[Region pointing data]
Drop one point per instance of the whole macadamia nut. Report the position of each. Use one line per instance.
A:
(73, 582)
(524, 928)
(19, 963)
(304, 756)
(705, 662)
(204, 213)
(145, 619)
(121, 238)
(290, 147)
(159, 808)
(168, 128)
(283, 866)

Exercise directions: Return all the lines shown above, word for word.

Result below:
Drop one point per instance of the whole macadamia nut. Report the position of each. Use one line per instance.
A:
(73, 582)
(524, 928)
(19, 963)
(304, 756)
(705, 662)
(204, 213)
(145, 619)
(121, 238)
(290, 147)
(159, 808)
(168, 128)
(283, 866)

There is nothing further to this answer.